Bill Belichick’s second season at North Carolina is already drawing a harsh forecast, and the outlook isn’t much kinder than last year’s results. Analysts are projecting the Tar Heels to land at 6-6, a record that would get them to a bowl game but only just.
That prediction comes with a lot of baggage. UNC is coming off a 4-8 season, and Belichick made a notable change this offseason by moving on from Freddie Kitchens and hiring Bobby Petrino as offensive coordinator. The hope is that Petrino’s presence helps clean up an offense that needs more efficiency, while Belichick keeps pushing the discipline, toughness and consistency he has been demanding since arriving in Chapel Hill.
Recruiting has also shown some movement. Per 247 Sports, North Carolina ranked 22nd in the 2026 class overall, landing 61 commits and 12 four-star athletes. That marks a seven-sport improvement from where the Tar Heels stood in 2025.
Even with that momentum, the schedule looks unforgiving. Brad Crawford of CBS Sports has UNC opening 1-4 before rallying late to reach bowl eligibility. In his projection, the Tar Heels beat East Tennessee, Duke, Syracuse, UConn, Virginia and NC State, while falling to TCU, Clemson, Notre Dame, Pitt, Miami and Louisville.
Crawford sees a 6-6 finish as a step forward, not the final destination.

==================================================

> _Stated goal_:
List every opponent that the article on North Carolina football projects the Tar Heels to beat.

> _Information shown_:
==================================================

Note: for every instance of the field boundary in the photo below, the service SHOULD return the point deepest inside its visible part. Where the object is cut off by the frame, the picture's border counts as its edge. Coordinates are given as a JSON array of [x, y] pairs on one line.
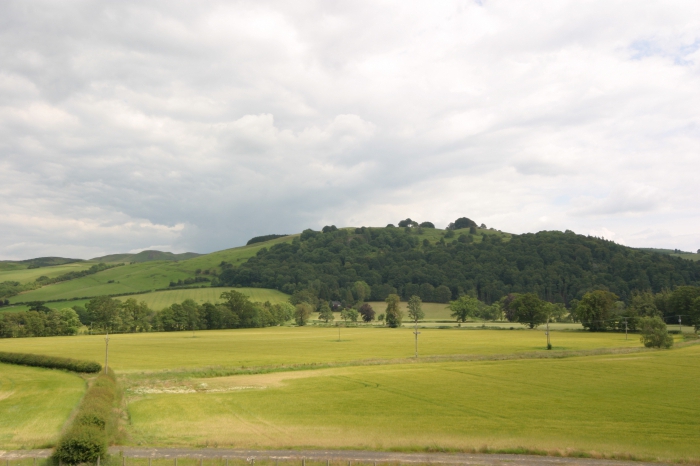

==================================================

> _Solution to this problem_:
East Tennessee, Duke, Syracuse, UConn, Virginia, NC State